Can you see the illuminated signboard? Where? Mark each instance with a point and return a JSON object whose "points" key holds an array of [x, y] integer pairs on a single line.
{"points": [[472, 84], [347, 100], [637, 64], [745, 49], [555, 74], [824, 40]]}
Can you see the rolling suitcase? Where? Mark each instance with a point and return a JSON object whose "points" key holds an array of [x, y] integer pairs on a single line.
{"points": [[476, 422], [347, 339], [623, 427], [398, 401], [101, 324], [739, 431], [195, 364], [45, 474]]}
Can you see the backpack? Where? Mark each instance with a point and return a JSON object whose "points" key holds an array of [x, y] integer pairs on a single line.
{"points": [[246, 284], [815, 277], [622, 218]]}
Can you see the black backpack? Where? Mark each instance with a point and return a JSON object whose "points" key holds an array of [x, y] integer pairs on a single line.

==

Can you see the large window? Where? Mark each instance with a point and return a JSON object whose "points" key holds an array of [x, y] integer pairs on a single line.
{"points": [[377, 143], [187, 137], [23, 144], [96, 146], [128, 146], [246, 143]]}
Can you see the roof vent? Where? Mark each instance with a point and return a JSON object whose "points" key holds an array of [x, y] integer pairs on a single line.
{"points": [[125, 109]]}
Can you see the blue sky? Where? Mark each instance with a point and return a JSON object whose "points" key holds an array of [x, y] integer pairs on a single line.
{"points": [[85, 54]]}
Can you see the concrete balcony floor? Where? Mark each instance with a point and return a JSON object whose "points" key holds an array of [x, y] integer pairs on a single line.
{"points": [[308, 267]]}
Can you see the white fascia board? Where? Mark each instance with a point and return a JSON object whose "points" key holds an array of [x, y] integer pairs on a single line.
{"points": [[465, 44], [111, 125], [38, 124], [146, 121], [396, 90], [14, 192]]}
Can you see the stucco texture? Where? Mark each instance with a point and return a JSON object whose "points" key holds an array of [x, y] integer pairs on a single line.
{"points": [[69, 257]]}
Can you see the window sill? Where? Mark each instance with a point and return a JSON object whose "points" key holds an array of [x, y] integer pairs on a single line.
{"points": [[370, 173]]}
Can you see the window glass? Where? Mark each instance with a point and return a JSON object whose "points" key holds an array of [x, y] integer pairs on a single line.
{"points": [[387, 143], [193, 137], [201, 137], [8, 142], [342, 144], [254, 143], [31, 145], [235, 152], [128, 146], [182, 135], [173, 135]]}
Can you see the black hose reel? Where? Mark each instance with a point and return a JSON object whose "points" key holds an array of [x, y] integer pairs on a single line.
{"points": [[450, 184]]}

==

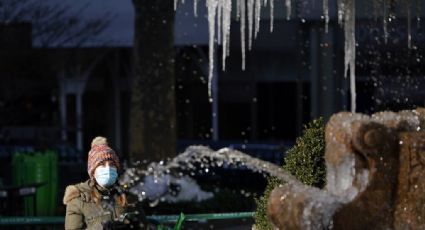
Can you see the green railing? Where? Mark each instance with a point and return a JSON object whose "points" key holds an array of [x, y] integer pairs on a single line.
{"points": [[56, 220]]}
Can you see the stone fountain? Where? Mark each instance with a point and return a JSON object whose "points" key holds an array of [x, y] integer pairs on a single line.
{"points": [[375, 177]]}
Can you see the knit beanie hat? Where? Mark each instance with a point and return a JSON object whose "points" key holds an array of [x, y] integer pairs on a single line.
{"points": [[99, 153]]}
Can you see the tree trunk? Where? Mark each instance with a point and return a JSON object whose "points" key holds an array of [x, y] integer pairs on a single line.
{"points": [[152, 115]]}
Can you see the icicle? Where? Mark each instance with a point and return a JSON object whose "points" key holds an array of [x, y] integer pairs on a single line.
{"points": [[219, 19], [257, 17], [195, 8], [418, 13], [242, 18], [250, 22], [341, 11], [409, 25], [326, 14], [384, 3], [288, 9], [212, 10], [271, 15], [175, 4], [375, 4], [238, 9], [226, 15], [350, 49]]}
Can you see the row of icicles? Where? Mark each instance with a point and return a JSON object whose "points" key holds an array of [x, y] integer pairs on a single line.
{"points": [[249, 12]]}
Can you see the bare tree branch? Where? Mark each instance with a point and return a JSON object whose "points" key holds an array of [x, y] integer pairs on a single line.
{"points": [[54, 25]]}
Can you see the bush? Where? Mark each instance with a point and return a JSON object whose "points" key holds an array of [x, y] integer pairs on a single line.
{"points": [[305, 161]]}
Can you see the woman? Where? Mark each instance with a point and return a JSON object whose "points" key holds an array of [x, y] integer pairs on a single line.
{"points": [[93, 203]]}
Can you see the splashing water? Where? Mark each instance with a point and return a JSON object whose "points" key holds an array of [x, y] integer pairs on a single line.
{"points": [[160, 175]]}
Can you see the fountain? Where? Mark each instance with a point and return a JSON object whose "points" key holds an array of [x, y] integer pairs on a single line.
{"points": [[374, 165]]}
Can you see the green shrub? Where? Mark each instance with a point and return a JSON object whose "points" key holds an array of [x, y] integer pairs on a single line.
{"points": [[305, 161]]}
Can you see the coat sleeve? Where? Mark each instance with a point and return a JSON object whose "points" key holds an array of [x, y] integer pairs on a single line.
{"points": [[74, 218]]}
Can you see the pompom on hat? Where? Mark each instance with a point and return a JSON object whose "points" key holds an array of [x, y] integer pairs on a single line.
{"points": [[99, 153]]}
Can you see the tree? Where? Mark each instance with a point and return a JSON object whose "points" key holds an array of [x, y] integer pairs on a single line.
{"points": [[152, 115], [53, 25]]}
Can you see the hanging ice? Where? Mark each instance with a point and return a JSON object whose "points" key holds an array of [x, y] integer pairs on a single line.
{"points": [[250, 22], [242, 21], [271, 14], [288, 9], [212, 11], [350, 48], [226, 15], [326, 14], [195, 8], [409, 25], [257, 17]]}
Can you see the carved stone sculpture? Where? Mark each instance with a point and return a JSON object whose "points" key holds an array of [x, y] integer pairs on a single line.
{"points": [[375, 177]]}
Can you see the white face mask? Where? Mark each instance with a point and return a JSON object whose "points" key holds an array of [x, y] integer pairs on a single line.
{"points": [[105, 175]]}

What is being asked: Within the material above, copy exactly the lines from the line that holds "Can you see the illuminated" up to and including the line that holds "Can you see the black backpack?".

Output of the exercise:
Can you see the illuminated signboard? Where? Mark each instance with a point and return a JSON object whose "points" key holds an array of [x, y] integer pairs on a single line.
{"points": [[472, 84], [347, 100], [637, 64], [745, 49], [555, 74], [824, 40]]}
Can you see the rolling suitcase? Where? Mark each instance with a point and return a JSON object whose "points" key holds an array of [x, y] integer pairs on a single line.
{"points": [[476, 422], [347, 339], [623, 427], [398, 401], [101, 324], [739, 431], [195, 364], [45, 474]]}
Can you see the backpack? Where? Mark each instance with a point and return a JSON object whose "points" key holds an array of [x, y] integer pairs on a single line.
{"points": [[246, 284], [815, 277], [622, 218]]}
Can you see the black backpack? Where? Mark each instance with a point and return a JSON object whose "points" key holds an array of [x, y] integer pairs on a single line.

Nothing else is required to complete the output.